→ Source extract
Lee’s new series of Local Comedy Clubs, with him and three comics, came after a chance chat at a Sittingbourne Park Run.

The first show at Sittingbourne on Saturday January 27 sold out within hours.

Follow-up shows on March 3 and 10 have also sold out. Tickets are now on sale for the April 28 performance from leehurst.com.

Lee is also running Local Comedy Clubs at the Alexander Rooms, Faversham (June 9) and the Kings Hall, Herne Bay (March 17) plus venues in Chelmsford, Grays and Rayleigh in Essex.

East End lad Lee says he spent many happy summer holidays on Sheppey with his parents at Little Groves caravan park, Leysdown, in the 60s.

Amusement arcades at Leysdown

He recalled: “We had a chalet and would use it every weekend. I loved playing in the amusement arcades and on the beach and later bought a chalet of my own.

“Now I can see Sheppey from the other side of The Swale from my new home.”

He can often be seen shopping in Sittingbourne’s Asda supermarket and loves nothing better than relaxing watching a film at Faversham’s Royal Cinema.

He has been married four years to a former barmaid he met at his London comedy club. The couple live in a Tudor-style house with their five-month-old son.

The 6ft 2in bald comic was a panelist on the TV quiz They Think It’s All Over from 1995 to 1998 after being spotted as warm-up man for Have I Got News For You. He also helped warm up the audience for the recordings of science fiction spoof Red Dwarf.

→ Provided material

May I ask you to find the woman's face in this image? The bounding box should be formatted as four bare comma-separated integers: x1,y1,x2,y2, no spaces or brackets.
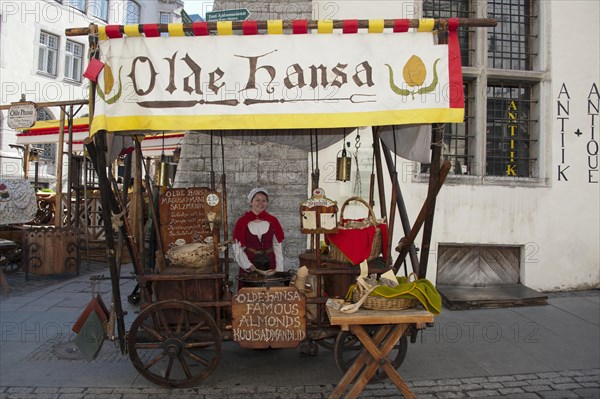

→ Directions for this task
According to the article about Lee's comedy clubs, what led to his new series of Local Comedy Clubs? The data above is not required for this work.

→ Result
A chance chat at a Sittingbourne Park Run.